Explore the material
(A) In the canyon analogy of the model-training passage, what does the water represent?
(B) Write out the model-training passage from "Before the steps, one" up to and including "walk the steps.".

Excerpted passage
So how does a blank model actually become Claude, or ChatGPT, or the engine inside Agentforce? It happens in stages. You don't need to memorize them, but seeing the sequence is what turns AI from magic into a process.

A picture to hold: carving a canyon

Before the steps, one mental image. Picture the Grand Canyon. It was carved by water flowing over the same ground for a very long time, slowly cutting the channels we see today. Imagine the data you train a model on is the water, and the model's "knowledge" is the canyon those flows carve out. The more water runs down a particular path, the deeper that channel gets, so the more examples a model sees of something, the more strongly it learns that pattern.

It's an analogy, so don't push it too far, but it captures the two things that matter most: a model is shaped gradually by flow, and it leans hardest toward whatever it saw most of. Keep the canyon in mind as we walk the steps.

The steps, start to finish

Step 0: Curate the data (choose the syllabus)

Extracted data entries:
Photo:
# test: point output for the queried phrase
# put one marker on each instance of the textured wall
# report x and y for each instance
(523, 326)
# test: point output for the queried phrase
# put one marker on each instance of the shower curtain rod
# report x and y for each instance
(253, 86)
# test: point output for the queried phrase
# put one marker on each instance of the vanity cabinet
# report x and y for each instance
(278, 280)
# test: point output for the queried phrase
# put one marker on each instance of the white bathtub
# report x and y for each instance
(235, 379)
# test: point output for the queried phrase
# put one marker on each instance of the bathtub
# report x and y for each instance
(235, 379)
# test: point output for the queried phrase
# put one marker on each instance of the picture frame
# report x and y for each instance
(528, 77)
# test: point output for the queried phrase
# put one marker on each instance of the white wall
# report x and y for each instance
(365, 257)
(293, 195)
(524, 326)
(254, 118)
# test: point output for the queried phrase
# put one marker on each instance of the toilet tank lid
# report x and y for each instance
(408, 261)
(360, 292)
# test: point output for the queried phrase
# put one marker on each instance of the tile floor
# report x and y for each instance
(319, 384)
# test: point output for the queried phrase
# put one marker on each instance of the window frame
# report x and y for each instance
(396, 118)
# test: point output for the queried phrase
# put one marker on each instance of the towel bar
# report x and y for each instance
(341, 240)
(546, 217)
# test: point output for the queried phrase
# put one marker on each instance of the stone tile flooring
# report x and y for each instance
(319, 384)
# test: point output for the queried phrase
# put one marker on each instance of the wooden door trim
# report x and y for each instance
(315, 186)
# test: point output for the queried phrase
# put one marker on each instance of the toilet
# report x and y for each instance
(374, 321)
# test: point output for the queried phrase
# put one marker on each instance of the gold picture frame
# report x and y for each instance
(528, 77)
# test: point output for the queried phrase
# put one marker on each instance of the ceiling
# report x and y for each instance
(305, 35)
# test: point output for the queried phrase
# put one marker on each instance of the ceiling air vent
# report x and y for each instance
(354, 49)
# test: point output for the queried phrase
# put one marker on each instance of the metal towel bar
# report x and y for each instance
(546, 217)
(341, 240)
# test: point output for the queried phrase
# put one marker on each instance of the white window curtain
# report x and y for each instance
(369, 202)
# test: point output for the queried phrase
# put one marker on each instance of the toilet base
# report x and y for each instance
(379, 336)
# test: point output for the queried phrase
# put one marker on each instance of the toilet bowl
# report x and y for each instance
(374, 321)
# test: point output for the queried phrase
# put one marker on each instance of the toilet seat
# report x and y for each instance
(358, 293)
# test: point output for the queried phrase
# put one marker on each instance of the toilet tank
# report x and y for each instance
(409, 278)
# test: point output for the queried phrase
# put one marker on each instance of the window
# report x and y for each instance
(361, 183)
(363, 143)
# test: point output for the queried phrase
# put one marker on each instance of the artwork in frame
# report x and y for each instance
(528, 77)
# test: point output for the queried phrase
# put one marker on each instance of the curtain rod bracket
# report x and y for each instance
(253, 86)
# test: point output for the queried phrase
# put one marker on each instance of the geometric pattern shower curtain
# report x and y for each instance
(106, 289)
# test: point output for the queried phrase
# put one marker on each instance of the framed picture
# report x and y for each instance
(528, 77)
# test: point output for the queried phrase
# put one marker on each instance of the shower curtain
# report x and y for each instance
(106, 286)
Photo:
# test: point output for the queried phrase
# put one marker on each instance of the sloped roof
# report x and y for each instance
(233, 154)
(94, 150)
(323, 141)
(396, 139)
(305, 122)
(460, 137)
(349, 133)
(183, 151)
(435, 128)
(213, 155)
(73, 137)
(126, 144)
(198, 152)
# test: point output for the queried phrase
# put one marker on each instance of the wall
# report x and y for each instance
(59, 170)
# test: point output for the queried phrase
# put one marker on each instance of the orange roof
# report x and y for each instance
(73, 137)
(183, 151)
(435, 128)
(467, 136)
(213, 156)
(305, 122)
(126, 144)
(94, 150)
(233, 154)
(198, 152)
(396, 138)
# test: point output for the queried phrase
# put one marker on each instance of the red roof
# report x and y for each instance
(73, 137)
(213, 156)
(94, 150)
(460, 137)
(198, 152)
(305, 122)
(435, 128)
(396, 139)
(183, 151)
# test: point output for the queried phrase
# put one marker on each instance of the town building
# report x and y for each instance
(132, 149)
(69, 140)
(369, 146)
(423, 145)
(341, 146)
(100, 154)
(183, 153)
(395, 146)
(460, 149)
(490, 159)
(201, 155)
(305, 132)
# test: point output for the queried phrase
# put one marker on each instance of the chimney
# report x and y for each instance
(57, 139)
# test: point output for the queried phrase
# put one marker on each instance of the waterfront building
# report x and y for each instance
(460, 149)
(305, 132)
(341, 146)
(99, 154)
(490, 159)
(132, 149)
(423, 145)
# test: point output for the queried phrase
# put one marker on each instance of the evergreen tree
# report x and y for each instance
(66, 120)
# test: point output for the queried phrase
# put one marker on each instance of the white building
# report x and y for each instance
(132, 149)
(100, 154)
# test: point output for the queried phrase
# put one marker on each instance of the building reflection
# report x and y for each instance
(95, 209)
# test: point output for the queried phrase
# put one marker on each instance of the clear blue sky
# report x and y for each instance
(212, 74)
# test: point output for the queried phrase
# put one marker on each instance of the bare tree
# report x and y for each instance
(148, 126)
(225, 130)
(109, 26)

Replies
(A) The data you train a model on.

(B)
Before the steps, one mental image. Picture the Grand Canyon. It was carved by water flowing over the same ground for a very long time, slowly cutting the channels we see today. Imagine the data you train a model on is the water, and the model's "knowledge" is the canyon those flows carve out. The more water runs down a particular path, the deeper that channel gets, so the more examples a model sees of something, the more strongly it learns that pattern.

It's an analogy, so don't push it too far, but it captures the two things that matter most: a model is shaped gradually by flow, and it leans hardest toward whatever it saw most of. Keep the canyon in mind as we walk the steps.